ОПИСАНИЕ ЗАДАНИЯ:
Допишите следующую часть текста об ордене баварских иллюминатов, начав сразу после его последнего предложения.

ИЗВЛЕЧЁННЫЙ ТЕКСТ:

•••

В реальности Адам Вейсгаупт, профессор канонического права ингольштатского университета, будучи членом мюнхенской ложи «Святая Тереза», своё недовольство масонством, его оторванностью от жизни, реализовал, создав собственный квазимасонский орден.
Практическая сторона создания нового «тайного общества» была заимствована им из способа организации и функционирования ордена иезуитов, воспитанником которого он являлся. То, что, позже порвав с иезуитами, основатель ордена иллюминатов всё же воспроизводит парадигмальные особенности орденской структуры, говорит об их структурносемантической идентичности. Структурная составляющая ордена иллюминатов наполняется содержанием, не требующим скрытых действий именно конспирологического свойства. Другими словами, баварские иллюминаты представляли собой вариант интеллектуального кружка, участники которого, находясь на периферии интеллектуальной и культурной жизни того времени, стремились преодолеть осознаваемую ими собственную провинциальность. Форма преодоления была выбрана весьма удачно – «глубоко законспирированное тайное общество» «случайно» обнаруживает всю мощь организации и громадность её замыслов. Собратья-интеллектуалы благодарно приняли столь щедрый подарок. Перья заскрипели, поток «разоблачений», «самых полных разоблачений», авторских и анонимных памфлетов захлестнул Европу.

•••

ФРАГМЕНТ ДАННЫХ:
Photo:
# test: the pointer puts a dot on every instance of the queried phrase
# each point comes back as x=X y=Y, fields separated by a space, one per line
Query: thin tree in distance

•••

ИТОГОВЫЙ РЕЗУЛЬТАТ:
С баварскими иллюминатами связан ещё один из парадоксов конспирологической интерпретации природы «тайных обществ». Деятельность «тайных обществ», их цели, задачи перестают быть скрытыми от непосвящённых. Напротив, «тайные общества» используют любые средства для саморекламы, ознакомления общества со своими целями и задачами. Этот феномен, в контексте рассматриваемых параллелей между «тайными обществами» и религиозными орденами, позволяет с уверенностью констатировать, что в основе «теории заговора» можно обнаружить несколько социокультурных элементов, каждый из которых не просто обладает собственным неповторимым генезисом, природой. Рассматриваемые вне конспирологического дискурса, данные элементы могут трактоваться как антиномичные по отношению друг к другу, но в рамках предложенного нами подхода приобретают внутреннюю связность и логику.
Каковы же современные тенденции в интеллектуальном сообществе Западной Европы? Увы, они оказываются весьма неутешительными для интеллектуального сообщества. Постепенно их роль, реальное и потенциальное воздействие на жизнь общества снижаются. Выполнив свою историческую рационально-нигилистическую миссию, интеллектуалы оказываются во многом просто ненужными.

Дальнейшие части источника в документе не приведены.